| Page extract |
▬▬▬▬▬▬▬▬▬▬
Saddle Fitter Career Profile
A Growing Niche in the Equine Industry
A saddle fitter consults with equestrians to ensure that their saddles are properly balanced for optimal performance.
A saddle fitter is an equine professional that helps a horse and rider to perform more effectively by evaluating and adjusting the fit of the saddle. The fitter makes sure that there are no areas that would pinch the horse or cause them pain while they are under saddle.
They perform their evaluations with the rider mounted and dismounted, checking all pressure points and observing the horse’s movement and behavior closely. Saddle fitters are extremely well versed in saddle construction and customization, and can often provide adjustments on site (or ship the saddle back after performing more advanced changes in their workshop).
This career path can be travel intensive, as the saddle fitter must travel throughout a designated region to provide consultations to their clients. The hours may be long, especially during the busy show season. Fitters working for major saddle brands may also have to attend numerous trade shows and events to promote their products.
Saddle fitters must have excellent organizational skills, with an ability to keep track of their appointments and budget their time. They must be prepared to perform a significant amount of work in an outdoor environment subject to changing weather and temperature conditions, as many riders do not have access to covered arenas.
Saddle fitters may be independent contractors or they may work for saddle manufacturers or tack suppliers. They may specialize in representing one brand of saddle or one discipline of riding, or they may choose to service a broader spectrum of brands and disciplines.
Most fitters cover a specific territory (often an entire state or some portion of a state), though some are able to travel throughout larger regions.
▬▬▬▬▬▬▬▬▬▬
| Supplied material |

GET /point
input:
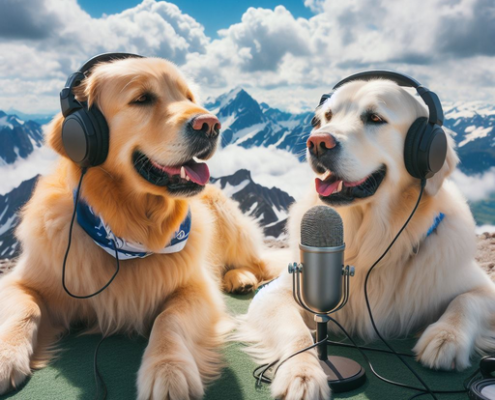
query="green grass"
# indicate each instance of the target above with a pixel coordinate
▬▬▬▬▬▬▬▬▬▬
| Task set |
• a. Decide whether each statement agrees with the saddle fitter profile, answering yes or no and quoting the words that settle it: (i) Saddle fitters carry out their evaluations only while the rider is dismounted. (ii) Fitters who work for major saddle brands may have to attend trade shows. (iii) Every saddle fitter is employed by a saddle manufacturer.
• b. Reproduce the part of the saddle fitter profile starting with "They perform their" and going on through "promote their products.".
• c. Carry the saddle fitter profile forward from where it stops.
The listing isn't needed for this work.

| Answer set |
• a.
(i) No: "They perform their evaluations with the rider mounted and dismounted"
(ii) Yes: "Fitters working for major saddle brands may also have to attend numerous trade shows and events to promote their products."
(iii) No: "Saddle fitters may be independent contractors or they may work for saddle manufacturers or tack suppliers."

• b.
They perform their evaluations with the rider mounted and dismounted, checking all pressure points and observing the horse’s movement and behavior closely. Saddle fitters are extremely well versed in saddle construction and customization, and can often provide adjustments on site (or ship the saddle back after performing more advanced changes in their workshop).
This career path can be travel intensive, as the saddle fitter must travel throughout a designated region to provide consultations to their clients. The hours may be long, especially during the busy show season. Fitters working for major saddle brands may also have to attend numerous trade shows and events to promote their products.

• c.
Education & Training
Candidates for the saddle fitting career path should have a strong background in equine conformation, anatomy, exercise physiology, behavior, saddle construction, dynamic saddle fitting, and saddle adjustment techniques. They must be extremely comfortable working around horses. They must also have excellent communication and customer service skills, as they will be dealing directly with clients during the evaluation and fitting process. Prior experience in the specific discipline that the saddles are designed for (dressage, jumping, etc) is particularly valuable.
Saddle fitters working for a saddle manufacturer will usually go through a company sponsored course that teaches them about all aspects of the fitting process. They may also be involved in some on-the-job training, shadowing an experienced fitter to learn the ropes.
The Master Saddlers Association (MSA) offers a Certified Saddle Fitter course that leads to CSF certification with the organization. The course involves two weeks of intensive training spaced 6 months apart. The certification exam includes both written and practical elements. Those achieving the MSA CSF designation can use it as a part of their professional profile and marketing materials.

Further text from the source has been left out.